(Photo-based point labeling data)
++++++++++
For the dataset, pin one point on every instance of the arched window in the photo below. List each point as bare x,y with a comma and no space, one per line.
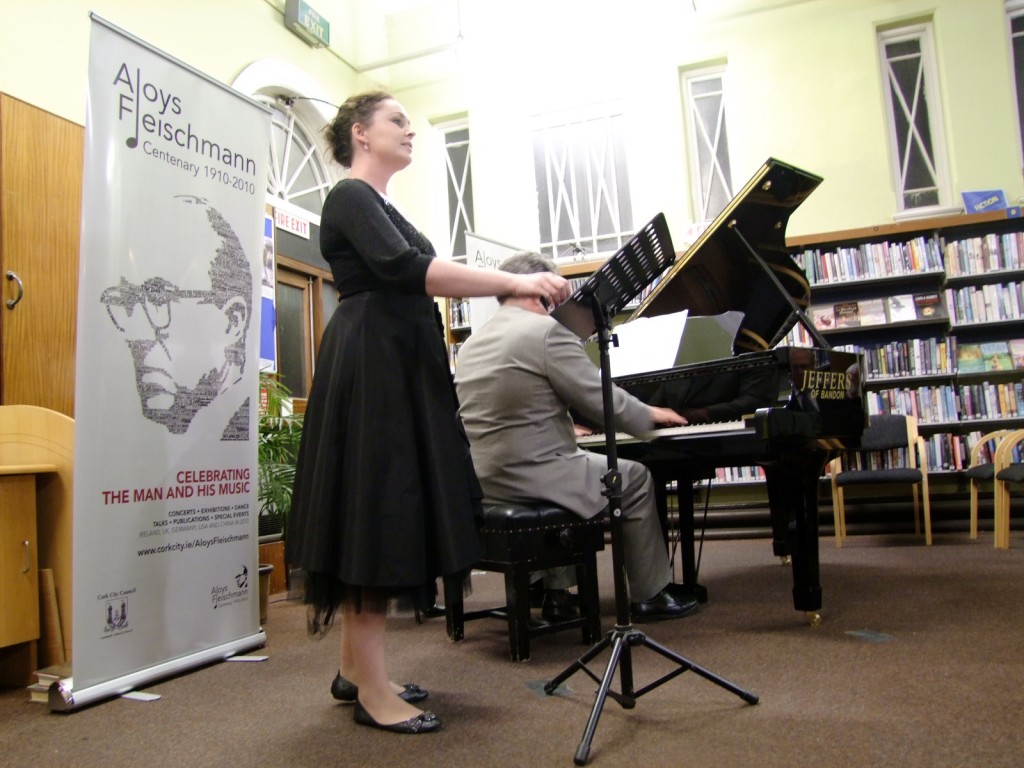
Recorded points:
297,172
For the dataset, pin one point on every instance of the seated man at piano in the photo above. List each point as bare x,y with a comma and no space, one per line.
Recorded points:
517,379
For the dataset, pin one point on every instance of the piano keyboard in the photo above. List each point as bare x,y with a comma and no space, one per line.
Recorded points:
598,438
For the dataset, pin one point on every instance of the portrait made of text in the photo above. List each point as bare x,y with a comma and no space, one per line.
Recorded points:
188,344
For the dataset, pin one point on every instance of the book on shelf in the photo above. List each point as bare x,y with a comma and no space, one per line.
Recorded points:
872,312
847,314
930,306
823,316
901,308
1017,352
970,358
995,355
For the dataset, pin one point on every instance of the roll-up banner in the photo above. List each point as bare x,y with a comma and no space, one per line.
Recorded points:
484,252
165,520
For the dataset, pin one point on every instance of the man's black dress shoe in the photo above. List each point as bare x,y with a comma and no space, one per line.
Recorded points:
345,691
664,605
559,605
422,723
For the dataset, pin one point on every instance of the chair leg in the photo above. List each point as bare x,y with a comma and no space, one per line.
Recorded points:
839,516
1001,514
455,621
590,606
517,599
974,509
927,503
916,510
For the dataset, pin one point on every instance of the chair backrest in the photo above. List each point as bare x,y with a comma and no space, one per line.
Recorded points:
889,441
886,432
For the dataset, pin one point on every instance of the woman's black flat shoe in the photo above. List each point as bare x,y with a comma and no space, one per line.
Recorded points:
345,691
422,723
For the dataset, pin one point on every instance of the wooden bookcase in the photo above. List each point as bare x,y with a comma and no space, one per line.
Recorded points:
921,366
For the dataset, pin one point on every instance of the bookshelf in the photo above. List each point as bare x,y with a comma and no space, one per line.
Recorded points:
950,351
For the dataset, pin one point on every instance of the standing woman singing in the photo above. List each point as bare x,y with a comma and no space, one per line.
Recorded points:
385,494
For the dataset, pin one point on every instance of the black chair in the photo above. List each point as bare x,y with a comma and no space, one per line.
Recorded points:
891,452
519,539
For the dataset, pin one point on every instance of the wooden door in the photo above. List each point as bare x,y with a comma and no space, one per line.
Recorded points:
40,218
19,616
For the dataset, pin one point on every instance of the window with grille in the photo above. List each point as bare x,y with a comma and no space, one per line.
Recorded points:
711,174
460,184
297,170
913,109
583,185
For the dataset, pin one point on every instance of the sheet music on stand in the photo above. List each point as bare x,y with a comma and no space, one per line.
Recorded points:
621,279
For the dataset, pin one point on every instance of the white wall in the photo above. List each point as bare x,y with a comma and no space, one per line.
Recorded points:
804,75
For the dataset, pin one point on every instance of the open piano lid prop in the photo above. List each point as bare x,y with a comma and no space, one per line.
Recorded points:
718,273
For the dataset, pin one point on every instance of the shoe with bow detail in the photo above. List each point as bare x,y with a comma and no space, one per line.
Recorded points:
347,692
425,722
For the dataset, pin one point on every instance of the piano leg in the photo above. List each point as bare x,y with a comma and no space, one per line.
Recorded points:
687,532
793,499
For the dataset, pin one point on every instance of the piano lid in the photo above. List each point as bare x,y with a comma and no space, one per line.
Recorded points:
718,273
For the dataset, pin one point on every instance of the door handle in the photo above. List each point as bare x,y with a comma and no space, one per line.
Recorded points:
11,303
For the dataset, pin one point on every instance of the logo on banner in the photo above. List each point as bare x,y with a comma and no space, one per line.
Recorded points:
230,594
156,120
116,617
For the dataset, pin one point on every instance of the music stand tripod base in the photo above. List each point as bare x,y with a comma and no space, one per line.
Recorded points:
643,258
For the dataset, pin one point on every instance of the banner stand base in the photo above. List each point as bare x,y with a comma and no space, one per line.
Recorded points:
64,697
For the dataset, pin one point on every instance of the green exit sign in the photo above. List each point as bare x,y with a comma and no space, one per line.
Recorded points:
307,24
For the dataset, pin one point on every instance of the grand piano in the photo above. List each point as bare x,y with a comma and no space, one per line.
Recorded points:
787,410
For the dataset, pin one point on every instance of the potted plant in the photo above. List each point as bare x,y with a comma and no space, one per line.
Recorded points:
279,435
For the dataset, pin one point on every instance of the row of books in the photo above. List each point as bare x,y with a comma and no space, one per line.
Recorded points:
991,303
985,254
454,353
942,357
880,311
459,313
990,355
870,260
911,357
947,403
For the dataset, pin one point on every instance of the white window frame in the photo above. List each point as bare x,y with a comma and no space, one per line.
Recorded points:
465,215
583,164
716,164
1015,9
938,162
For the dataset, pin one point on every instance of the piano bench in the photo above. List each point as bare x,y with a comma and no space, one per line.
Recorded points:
519,539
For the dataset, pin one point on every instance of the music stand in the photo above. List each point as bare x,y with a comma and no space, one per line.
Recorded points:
590,309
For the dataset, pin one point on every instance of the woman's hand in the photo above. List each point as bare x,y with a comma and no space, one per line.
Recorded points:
552,288
666,417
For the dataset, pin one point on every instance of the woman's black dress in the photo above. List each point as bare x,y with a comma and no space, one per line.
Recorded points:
385,493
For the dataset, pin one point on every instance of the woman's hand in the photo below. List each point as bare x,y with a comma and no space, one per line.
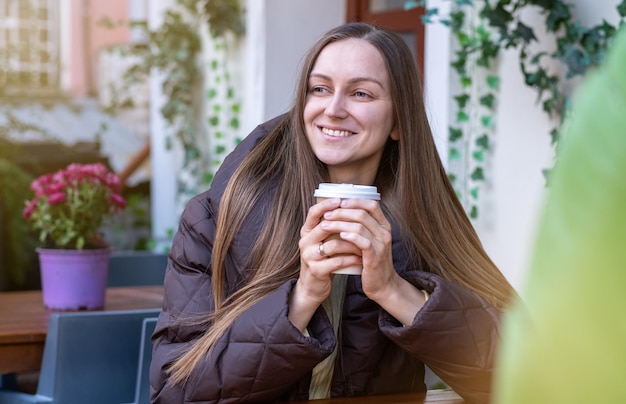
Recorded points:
317,264
363,224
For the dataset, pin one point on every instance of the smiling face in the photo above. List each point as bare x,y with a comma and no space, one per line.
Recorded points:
348,113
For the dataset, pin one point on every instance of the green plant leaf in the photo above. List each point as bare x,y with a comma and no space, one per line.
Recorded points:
493,82
462,99
487,100
621,9
478,155
524,32
478,174
483,142
474,193
454,134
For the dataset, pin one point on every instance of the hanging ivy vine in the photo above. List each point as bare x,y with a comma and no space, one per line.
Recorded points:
174,49
482,29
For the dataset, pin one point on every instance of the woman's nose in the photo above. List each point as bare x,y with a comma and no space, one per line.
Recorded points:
336,106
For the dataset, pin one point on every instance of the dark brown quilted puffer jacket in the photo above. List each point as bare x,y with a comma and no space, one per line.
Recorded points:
264,358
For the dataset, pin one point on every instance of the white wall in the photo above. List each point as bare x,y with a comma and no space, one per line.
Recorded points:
279,32
517,191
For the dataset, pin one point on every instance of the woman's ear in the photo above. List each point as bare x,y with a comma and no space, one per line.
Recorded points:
394,134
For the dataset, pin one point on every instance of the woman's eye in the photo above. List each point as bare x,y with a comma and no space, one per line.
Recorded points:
318,90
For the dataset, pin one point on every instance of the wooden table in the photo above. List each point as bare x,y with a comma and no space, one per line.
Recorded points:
++++++++++
(What to work on)
Beginning at the line that holds "the woman's ear", reproduce each line of the records above down to and including the last one.

(Correct output)
For the dataset, pin one point on every instance of the woman's ear in the photo above. List each point as bare x,y with a comma and no space, one per line.
Recorded points:
394,134
For the dataset, pin one point on every instance of the woman's eye in the photo above. List each point as bare x,y with a comma and no space, one per line.
Recorded points:
318,90
For the dataset, pin one point on every instance of the wooden table in the photo above. List each point as bare x,y with a comma and no space, one per line.
Recorded points:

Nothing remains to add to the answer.